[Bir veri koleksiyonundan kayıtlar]
===

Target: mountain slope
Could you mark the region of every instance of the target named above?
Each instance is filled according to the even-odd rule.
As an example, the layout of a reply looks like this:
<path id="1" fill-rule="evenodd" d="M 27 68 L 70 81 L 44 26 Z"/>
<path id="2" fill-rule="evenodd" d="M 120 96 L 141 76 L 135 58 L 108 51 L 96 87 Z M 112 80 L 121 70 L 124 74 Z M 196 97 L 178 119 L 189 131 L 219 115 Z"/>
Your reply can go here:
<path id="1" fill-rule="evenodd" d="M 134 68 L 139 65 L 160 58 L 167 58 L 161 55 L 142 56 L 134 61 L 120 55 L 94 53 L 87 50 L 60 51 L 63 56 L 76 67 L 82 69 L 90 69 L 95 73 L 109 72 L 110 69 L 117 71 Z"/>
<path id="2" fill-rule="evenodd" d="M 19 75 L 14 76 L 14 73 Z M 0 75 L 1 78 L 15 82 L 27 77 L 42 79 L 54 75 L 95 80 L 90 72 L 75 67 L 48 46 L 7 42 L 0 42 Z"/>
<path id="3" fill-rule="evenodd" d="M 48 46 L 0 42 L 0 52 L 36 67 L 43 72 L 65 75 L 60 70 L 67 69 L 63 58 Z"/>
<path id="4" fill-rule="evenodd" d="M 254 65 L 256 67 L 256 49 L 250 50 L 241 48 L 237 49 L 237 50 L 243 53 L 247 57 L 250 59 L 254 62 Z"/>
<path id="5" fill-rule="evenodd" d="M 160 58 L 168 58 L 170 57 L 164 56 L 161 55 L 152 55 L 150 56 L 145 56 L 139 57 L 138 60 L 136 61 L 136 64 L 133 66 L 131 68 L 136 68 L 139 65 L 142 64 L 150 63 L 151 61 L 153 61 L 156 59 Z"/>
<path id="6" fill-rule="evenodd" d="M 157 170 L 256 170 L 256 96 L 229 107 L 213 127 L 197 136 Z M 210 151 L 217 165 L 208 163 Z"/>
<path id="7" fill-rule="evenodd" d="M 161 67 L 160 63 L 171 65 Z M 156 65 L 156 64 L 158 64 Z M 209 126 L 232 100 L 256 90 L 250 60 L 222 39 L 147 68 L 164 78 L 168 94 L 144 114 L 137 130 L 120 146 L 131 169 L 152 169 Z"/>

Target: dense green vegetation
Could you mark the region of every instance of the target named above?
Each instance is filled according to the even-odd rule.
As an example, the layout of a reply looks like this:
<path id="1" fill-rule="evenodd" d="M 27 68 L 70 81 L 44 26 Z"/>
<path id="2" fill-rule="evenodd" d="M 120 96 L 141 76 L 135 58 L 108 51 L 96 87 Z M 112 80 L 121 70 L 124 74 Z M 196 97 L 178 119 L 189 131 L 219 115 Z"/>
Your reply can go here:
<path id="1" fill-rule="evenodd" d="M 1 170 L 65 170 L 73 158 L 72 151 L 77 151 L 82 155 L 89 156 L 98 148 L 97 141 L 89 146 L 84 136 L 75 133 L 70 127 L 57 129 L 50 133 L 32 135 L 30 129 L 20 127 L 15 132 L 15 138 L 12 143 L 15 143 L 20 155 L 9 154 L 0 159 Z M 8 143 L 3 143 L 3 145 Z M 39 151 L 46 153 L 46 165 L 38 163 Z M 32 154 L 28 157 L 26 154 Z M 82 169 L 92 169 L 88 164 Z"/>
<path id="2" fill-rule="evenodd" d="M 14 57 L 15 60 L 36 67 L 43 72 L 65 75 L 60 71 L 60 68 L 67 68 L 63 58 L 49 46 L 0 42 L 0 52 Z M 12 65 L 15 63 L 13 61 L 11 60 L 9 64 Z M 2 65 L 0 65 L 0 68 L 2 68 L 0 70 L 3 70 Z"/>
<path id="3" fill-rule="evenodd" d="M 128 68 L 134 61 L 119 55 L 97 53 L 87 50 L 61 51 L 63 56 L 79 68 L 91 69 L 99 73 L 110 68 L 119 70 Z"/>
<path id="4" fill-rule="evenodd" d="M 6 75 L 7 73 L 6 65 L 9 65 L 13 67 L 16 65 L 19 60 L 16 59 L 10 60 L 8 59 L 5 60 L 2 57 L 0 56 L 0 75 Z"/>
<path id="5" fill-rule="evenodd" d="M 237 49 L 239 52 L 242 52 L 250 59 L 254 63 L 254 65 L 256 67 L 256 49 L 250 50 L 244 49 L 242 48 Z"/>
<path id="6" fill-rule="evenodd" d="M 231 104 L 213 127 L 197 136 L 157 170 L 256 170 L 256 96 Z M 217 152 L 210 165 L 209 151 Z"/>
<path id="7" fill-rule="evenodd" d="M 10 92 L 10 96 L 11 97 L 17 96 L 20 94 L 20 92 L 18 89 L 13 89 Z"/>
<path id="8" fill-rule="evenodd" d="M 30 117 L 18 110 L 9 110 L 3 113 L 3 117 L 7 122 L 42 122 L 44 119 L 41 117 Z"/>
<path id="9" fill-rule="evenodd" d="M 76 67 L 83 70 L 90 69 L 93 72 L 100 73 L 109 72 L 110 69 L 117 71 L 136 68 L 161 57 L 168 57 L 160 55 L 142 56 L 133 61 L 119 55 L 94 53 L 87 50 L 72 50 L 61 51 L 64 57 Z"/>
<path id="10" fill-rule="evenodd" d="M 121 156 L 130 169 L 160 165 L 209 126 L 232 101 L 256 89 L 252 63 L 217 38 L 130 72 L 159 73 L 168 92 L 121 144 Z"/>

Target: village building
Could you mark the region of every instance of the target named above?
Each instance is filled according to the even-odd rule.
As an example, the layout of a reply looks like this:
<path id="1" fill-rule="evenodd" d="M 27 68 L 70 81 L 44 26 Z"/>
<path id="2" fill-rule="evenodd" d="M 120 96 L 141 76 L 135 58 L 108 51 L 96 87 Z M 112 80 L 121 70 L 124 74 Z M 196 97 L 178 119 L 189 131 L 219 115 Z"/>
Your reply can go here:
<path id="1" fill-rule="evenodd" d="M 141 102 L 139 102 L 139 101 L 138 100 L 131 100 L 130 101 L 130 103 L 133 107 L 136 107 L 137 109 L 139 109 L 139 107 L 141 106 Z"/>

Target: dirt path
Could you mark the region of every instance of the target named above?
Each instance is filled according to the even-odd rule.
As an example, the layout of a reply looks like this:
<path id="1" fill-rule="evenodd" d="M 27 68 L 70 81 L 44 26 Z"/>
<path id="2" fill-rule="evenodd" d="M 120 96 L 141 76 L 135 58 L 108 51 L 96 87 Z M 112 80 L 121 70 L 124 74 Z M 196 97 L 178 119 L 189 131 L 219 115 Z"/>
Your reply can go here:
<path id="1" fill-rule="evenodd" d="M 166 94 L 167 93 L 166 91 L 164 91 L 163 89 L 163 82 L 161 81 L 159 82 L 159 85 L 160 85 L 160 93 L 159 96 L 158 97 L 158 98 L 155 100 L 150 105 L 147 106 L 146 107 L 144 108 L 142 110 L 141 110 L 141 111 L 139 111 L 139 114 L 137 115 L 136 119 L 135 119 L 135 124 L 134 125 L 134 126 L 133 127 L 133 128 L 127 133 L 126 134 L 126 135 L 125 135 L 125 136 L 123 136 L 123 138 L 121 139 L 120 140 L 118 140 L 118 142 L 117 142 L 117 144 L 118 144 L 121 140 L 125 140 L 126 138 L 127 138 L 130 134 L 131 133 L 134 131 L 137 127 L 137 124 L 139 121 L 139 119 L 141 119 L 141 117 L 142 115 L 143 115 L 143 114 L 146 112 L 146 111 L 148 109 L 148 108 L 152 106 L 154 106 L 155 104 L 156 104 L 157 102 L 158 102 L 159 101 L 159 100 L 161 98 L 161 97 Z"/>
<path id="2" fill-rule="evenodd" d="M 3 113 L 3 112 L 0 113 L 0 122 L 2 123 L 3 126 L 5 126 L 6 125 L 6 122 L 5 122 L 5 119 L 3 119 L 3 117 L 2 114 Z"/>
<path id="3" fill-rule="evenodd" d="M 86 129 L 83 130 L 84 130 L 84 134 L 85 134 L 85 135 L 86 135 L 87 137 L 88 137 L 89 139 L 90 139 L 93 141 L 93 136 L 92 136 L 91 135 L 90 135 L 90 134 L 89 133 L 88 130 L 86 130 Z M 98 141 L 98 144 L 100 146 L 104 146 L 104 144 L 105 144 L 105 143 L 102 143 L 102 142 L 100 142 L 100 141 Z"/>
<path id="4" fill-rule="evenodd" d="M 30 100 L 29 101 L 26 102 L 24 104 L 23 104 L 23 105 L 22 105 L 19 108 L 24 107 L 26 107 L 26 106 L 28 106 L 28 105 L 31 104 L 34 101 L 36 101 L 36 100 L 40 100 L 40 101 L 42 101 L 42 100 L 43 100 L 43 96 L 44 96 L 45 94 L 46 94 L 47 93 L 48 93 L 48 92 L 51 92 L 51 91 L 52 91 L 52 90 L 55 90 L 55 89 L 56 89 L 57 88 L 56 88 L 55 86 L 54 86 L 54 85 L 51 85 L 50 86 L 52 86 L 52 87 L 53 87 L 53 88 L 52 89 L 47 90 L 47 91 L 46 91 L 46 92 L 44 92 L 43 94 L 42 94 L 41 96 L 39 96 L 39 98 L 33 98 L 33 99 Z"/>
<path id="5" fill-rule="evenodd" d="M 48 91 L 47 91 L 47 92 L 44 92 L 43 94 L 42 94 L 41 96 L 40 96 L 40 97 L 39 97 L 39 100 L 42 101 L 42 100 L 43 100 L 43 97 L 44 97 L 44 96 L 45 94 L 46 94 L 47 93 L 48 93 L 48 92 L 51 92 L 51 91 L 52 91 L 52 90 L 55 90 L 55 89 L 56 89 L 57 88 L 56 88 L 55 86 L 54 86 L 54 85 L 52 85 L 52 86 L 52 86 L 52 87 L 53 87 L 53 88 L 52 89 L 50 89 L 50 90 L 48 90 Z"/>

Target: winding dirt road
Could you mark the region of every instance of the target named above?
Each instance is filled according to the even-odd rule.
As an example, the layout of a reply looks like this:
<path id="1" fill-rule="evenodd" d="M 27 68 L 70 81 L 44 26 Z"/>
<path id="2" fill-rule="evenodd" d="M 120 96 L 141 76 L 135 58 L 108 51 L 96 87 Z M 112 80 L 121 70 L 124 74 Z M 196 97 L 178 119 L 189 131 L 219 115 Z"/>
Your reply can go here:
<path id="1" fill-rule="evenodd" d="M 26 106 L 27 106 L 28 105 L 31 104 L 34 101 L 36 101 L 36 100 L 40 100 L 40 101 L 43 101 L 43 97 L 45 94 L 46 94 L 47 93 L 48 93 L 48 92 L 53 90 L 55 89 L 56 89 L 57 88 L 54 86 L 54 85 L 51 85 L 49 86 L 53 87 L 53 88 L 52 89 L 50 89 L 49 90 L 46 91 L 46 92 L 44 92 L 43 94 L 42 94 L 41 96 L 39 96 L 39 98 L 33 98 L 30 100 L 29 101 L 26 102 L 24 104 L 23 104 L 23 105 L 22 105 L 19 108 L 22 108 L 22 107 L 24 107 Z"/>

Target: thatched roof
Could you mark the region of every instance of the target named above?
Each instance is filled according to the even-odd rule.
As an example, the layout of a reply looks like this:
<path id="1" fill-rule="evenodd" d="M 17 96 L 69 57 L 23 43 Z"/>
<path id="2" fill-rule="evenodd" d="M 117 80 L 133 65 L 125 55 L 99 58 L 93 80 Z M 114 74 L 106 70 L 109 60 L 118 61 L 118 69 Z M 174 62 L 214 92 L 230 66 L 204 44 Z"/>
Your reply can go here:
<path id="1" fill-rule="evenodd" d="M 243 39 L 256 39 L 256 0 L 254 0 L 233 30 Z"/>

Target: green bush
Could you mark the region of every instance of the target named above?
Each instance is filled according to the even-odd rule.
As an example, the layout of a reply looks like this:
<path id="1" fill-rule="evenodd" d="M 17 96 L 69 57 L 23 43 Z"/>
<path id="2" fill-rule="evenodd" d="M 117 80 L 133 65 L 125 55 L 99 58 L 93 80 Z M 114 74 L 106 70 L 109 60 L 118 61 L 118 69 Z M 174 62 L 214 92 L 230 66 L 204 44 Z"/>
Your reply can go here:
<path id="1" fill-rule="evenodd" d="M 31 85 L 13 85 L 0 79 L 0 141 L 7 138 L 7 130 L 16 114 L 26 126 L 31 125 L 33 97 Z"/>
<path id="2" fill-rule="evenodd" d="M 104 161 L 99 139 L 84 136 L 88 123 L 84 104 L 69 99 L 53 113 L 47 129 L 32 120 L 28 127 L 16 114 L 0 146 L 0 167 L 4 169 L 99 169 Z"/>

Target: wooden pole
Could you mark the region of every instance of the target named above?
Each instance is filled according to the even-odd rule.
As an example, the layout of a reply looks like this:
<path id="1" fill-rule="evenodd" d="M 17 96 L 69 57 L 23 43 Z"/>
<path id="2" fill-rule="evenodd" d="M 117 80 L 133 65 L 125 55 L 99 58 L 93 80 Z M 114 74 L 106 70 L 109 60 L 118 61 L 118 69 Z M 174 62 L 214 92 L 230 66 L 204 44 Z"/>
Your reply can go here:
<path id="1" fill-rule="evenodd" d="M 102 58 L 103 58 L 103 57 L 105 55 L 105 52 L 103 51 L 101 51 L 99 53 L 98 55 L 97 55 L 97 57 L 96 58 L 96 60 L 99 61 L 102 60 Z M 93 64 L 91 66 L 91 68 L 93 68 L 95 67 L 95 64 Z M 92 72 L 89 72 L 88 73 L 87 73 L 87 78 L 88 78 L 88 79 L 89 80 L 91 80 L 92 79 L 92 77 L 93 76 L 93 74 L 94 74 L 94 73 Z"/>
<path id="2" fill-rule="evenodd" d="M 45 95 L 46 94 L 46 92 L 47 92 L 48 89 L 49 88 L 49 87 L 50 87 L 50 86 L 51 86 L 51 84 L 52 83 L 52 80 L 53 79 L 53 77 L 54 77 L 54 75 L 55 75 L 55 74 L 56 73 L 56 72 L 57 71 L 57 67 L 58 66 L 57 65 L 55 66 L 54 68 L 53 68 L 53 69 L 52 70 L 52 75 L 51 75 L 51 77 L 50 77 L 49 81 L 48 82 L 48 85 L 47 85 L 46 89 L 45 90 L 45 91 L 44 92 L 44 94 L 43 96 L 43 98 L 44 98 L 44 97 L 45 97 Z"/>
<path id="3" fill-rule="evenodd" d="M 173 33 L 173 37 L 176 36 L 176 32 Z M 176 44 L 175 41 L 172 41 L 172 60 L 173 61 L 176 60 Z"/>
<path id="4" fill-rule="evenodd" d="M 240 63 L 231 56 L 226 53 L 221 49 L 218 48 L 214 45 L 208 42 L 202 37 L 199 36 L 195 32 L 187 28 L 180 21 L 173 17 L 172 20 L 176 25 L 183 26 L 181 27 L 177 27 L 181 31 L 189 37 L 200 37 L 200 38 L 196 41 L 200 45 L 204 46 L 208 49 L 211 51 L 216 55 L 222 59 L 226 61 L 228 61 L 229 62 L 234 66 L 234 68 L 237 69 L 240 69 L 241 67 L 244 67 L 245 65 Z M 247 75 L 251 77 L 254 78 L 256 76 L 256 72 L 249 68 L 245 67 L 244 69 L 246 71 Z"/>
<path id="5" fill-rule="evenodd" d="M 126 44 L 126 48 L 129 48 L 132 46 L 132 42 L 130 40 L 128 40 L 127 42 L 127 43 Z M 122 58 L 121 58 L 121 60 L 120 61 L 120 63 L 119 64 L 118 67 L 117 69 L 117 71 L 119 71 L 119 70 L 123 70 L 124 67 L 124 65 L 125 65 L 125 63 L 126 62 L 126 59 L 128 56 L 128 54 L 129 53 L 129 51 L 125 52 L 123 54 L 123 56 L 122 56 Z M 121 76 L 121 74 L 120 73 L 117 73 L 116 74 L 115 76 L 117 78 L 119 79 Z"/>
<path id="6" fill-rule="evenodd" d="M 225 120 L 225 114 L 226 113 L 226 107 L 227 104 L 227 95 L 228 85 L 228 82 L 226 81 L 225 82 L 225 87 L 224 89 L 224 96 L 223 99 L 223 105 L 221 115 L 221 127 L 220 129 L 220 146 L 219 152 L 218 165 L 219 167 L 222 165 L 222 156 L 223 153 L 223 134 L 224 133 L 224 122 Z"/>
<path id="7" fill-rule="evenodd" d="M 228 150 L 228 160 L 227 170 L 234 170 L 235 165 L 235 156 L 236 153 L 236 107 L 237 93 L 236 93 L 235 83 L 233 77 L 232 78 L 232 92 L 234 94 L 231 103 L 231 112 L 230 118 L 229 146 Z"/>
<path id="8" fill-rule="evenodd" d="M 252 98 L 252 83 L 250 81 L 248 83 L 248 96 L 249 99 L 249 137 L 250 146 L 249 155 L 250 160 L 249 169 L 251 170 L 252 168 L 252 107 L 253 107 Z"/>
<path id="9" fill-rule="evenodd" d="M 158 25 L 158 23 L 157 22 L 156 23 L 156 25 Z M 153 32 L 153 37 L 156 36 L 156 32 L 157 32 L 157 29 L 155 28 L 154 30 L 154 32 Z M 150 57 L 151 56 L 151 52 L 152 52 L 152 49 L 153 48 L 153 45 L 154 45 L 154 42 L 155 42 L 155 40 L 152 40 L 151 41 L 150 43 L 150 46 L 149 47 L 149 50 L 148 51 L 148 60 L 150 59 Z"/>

===

▶ _Kısa görev_: Yukarıdaki materyalde "green" sözcüğünü içeren satırların hepsini bulup kopyalar mısın? Büyük-küçük harf ayrımı dikkate alınmalı.

▶ _Problemin çözümü_:
Target: dense green vegetation
Target: green bush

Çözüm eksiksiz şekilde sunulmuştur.